## [DOCUMENT SECTION]
No one gets the MacBook Pro, and you probably won’t either

The MacBook Pro reviews are coming. Not the ones about the base model, but the ones that finally analyze the model with Touch Bar, that invention that according to Apple is the future of those computers. Well, not many seem to think likewise.

In fact, most of the reviews are just a confirmation of what people thought of these machines after being launched a few weeks ago. On ReCode Walt Mossberg has been unsusally crude with Apple, something that is really surprising:

The new 13-inch MacBooks — even the base model without the Touch Bar — are costly. And they may make pro users unhappy. But, for everyday Mac lovers — users of the Air or maybe the older low-end Pro — they are now your only thin, modern option with a full-fledged processor. The Touch Bar has potential, but it’s not magic. The battery isn’t likely to deliver on Apple’s claims. You can’t count on liking the keyboard. But, if you’re a Mac devotee ready to move past the Air — not back to a lower-powered MacBook — this is what Apple is offering. Take it or leave it.

There you go. It’s Apple’s way or the highway.

Same thing on The Verge. These guys have tested both the 13 and the 15 inch models, and the former has been rated with a 7.6. That’s the lowest score I’ve seen on an Apple product since The Verge was born five years ago. The two final sentences are again conclusive:

I have little doubt that in a couple years, the technology Apple has been waiting for will arrive and this vision, or something closer to it, will be complete. Apple just released this machine too soon, or was too aggressive in the decisions it made.

That future is almost certainly out there. But it’s not in this machine. Not yet.

## [ABOUT THIS TASK]
Write the next part of the post on MacBook Pro reviews, starting after its final line. The data that follows has no connection to the post on MacBook Pro reviews.

## [Region descriptions in natural language]

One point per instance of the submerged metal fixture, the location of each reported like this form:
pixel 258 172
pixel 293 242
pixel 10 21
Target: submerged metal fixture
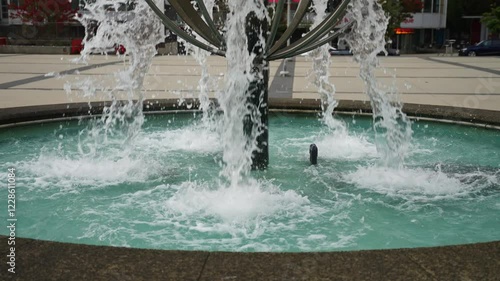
pixel 313 154
pixel 200 21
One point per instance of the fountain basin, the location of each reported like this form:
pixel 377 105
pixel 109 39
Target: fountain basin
pixel 163 190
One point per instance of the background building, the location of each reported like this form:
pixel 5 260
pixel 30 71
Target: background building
pixel 426 30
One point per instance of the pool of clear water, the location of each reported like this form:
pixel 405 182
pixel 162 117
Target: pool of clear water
pixel 163 190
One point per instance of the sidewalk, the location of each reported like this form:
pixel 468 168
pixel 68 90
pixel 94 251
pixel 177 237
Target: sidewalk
pixel 432 80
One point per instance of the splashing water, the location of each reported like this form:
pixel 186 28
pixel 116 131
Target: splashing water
pixel 234 99
pixel 201 56
pixel 109 25
pixel 366 39
pixel 321 73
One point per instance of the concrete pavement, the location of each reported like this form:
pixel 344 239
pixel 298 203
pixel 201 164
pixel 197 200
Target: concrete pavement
pixel 474 83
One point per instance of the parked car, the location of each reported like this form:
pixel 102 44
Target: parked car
pixel 335 52
pixel 390 52
pixel 483 48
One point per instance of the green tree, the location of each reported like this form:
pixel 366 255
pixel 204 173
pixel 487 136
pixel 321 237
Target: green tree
pixel 492 19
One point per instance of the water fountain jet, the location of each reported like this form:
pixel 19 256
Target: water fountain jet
pixel 264 46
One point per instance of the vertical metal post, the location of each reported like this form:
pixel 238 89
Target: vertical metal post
pixel 288 17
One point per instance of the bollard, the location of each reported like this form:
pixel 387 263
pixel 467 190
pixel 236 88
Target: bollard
pixel 313 154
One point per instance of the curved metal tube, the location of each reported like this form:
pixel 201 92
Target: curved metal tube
pixel 315 45
pixel 209 21
pixel 190 16
pixel 299 14
pixel 184 35
pixel 319 31
pixel 275 24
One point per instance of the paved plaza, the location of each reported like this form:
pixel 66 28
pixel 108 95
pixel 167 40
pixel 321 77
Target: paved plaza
pixel 464 82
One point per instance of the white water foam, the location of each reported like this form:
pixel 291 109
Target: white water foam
pixel 411 183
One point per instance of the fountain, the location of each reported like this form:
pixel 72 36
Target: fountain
pixel 116 179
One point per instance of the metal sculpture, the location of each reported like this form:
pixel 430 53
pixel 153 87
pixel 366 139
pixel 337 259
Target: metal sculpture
pixel 201 22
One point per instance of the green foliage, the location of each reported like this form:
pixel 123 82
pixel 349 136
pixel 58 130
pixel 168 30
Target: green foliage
pixel 492 19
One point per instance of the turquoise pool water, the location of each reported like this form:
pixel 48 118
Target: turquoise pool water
pixel 162 189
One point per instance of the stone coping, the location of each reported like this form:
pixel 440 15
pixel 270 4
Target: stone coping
pixel 54 111
pixel 46 260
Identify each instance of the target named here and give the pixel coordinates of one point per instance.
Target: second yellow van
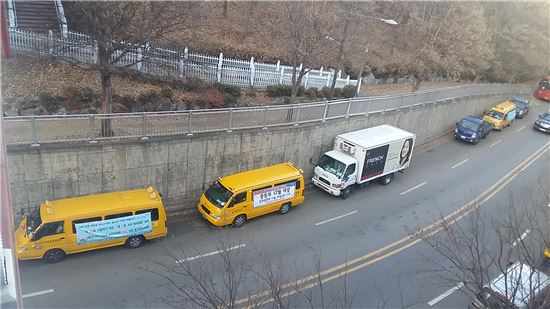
(84, 223)
(236, 198)
(501, 115)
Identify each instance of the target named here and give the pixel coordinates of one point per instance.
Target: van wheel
(135, 242)
(285, 208)
(386, 179)
(54, 255)
(347, 192)
(239, 221)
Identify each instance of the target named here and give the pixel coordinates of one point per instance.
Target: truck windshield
(218, 194)
(33, 221)
(332, 165)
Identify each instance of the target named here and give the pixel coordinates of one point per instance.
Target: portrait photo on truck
(361, 156)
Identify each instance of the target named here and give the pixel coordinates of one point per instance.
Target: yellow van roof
(98, 204)
(504, 106)
(237, 182)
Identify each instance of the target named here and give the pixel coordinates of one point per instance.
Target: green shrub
(128, 101)
(348, 91)
(50, 102)
(231, 90)
(311, 93)
(214, 98)
(279, 91)
(166, 91)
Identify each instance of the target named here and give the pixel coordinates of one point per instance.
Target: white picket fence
(81, 48)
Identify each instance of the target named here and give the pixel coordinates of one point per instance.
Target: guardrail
(34, 130)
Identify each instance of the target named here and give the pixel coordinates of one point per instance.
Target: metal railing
(34, 130)
(82, 48)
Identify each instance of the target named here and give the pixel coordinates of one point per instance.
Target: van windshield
(495, 114)
(472, 126)
(33, 221)
(331, 165)
(218, 194)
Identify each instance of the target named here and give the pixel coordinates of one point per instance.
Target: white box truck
(361, 156)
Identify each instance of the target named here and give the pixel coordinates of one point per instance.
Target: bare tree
(482, 246)
(229, 280)
(120, 27)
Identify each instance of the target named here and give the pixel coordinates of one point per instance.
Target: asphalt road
(324, 229)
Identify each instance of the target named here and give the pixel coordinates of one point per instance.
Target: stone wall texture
(181, 167)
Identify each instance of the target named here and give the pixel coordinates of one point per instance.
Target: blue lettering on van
(98, 231)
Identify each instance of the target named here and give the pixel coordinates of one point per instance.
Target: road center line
(413, 188)
(444, 295)
(495, 143)
(520, 129)
(210, 254)
(460, 163)
(336, 218)
(38, 293)
(521, 237)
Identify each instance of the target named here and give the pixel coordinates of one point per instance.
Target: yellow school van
(84, 223)
(236, 198)
(501, 115)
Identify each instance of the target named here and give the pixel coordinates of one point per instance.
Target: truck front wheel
(386, 179)
(346, 192)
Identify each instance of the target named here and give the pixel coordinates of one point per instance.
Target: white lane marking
(413, 188)
(444, 295)
(37, 293)
(336, 218)
(210, 253)
(495, 143)
(515, 243)
(460, 163)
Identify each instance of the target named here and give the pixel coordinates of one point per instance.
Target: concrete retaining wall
(182, 167)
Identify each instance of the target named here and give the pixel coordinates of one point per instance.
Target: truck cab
(335, 173)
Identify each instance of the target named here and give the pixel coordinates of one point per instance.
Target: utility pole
(340, 51)
(9, 267)
(358, 86)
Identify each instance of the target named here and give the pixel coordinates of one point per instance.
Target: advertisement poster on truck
(274, 194)
(387, 158)
(104, 230)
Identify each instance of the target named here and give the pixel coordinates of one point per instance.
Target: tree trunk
(225, 8)
(106, 103)
(416, 84)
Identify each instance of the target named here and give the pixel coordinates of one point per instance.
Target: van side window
(49, 229)
(84, 221)
(124, 214)
(239, 198)
(350, 170)
(154, 213)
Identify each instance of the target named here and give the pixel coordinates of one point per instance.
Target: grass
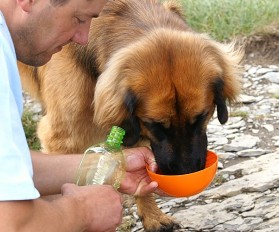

## [RESULT BELOW]
In both cases they talk about the #donglelife problem: you better buy adapters and dongles for all those non-USB-C peripherals you got around, but they also claim the battery is underwhelming. The Touch ID, though, is a nice addition.

Engadget is on that line too: they don’t seem to understand this MacBook Pro and the reasons why Apple has decided to go this route:

As I said, there’s ultimately a lot to like about the new MacBook Pro. But it’s designed for someone who I’m not sure exists outside Apple’s fantasies of how professionals use computers. The MacBook Pro I want to see is built around real people’s work habits. I still recommend it, and I imagine many of you who have been waiting patiently will indeed buy this. But I’d enjoy it more if it were designed for people like us.

There are lots of other reviews, but from what I’ve read they are all (with a few exceptions) almost the same. Nobody seems to get the MacBook Pro, and maybe it’s our fault. Maybe we don’t understand it because we aren’t looking beyond our current devices or our current workflow.

Maybe Apple has just got ahead of its time like it did with other products. Or maybe not. Maybe the MacBook Pro is a big failure everybody is trying to understand and accept because it’s coming from Apple, so it has to be thenextbigthing.

I assume the latter.

I do think that some of the ports we’re using right now have to dissapear sometime in the future, but not so soon and in such a radical way. I really thing the Touch Bar isn’t going to stay with us for much too long.

At least, it will have to evolve and be something that proves that changing our way to work is really worthy. The current Touch Bar doesn’t do that.

This is not looking good Apple. Not at all.